**EXERCISE DETAILS:** Quote every line below word for word, but leave out the pictures.

=======

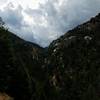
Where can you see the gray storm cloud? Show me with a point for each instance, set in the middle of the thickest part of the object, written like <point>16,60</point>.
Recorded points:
<point>51,19</point>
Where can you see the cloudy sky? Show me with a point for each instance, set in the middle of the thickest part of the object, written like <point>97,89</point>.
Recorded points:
<point>42,21</point>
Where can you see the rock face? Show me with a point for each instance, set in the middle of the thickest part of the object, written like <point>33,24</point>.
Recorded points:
<point>73,63</point>
<point>68,69</point>
<point>19,65</point>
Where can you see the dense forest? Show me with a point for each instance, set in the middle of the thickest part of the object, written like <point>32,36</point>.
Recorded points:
<point>68,69</point>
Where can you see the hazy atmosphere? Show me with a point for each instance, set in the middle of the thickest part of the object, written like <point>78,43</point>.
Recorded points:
<point>42,21</point>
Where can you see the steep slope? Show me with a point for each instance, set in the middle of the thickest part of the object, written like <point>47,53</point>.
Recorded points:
<point>73,64</point>
<point>68,69</point>
<point>20,66</point>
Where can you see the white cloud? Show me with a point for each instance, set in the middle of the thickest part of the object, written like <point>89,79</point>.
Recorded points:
<point>48,19</point>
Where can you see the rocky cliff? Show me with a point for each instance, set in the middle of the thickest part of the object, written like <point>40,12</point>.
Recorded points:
<point>68,69</point>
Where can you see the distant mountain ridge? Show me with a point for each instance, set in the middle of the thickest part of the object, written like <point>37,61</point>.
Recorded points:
<point>68,69</point>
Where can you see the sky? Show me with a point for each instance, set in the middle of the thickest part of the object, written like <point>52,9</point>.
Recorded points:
<point>42,21</point>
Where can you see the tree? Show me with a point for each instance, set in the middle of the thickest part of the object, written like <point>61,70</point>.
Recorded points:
<point>2,23</point>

=======

**SOLUTION:**
Where can you see the gray storm cloud? Show me with a point for each instance, set in the middle of the thickest part of the object, written like <point>16,60</point>.
Recorded points:
<point>51,19</point>
Where can you see the cloudy sky? Show me with a point for each instance, set in the middle of the thickest part of the object, written like <point>97,89</point>.
Recorded points:
<point>42,21</point>
Where can you see the rock face? Show me with a point for each instance, set in the middle of the thickest part of the object, written like <point>33,24</point>.
Recorded points:
<point>73,63</point>
<point>68,69</point>
<point>19,65</point>
Where can you see the dense forest? Show me with a point for each instance, set in the middle of the thickest part of the object, written like <point>32,36</point>.
Recorded points:
<point>68,69</point>
Where can you see the hazy atmosphere? Show me with a point for each instance, set in the middle of the thickest part of the object, written like <point>78,43</point>.
Recorded points:
<point>42,21</point>
Where can you see the steep slope? Show me with a point for each instance, set in the middle of the thickest part of the object, written like <point>47,53</point>.
Recorded points:
<point>73,64</point>
<point>68,69</point>
<point>20,66</point>
Where can you see the white cloud? Show me with a point for each instance, set in the middle of the thickest part of the object, written like <point>89,79</point>.
Recorded points:
<point>48,19</point>
Where can you see the rocky cliff? Show me with a point for each instance, set in the middle of the thickest part of the object, written like <point>40,12</point>.
Recorded points:
<point>68,69</point>
Where can you see the distant mountain ridge? Show me with a point for each instance, set in the middle of the thickest part of the object, written like <point>37,61</point>.
Recorded points:
<point>68,69</point>
Where can you see the sky? Show me with a point for each instance, set in the middle of the thickest part of the object, written like <point>52,9</point>.
Recorded points:
<point>42,21</point>
Where can you see the tree? Show me with a point for each instance, set in the middle of the thickest part of the object, written like <point>61,70</point>.
Recorded points:
<point>2,23</point>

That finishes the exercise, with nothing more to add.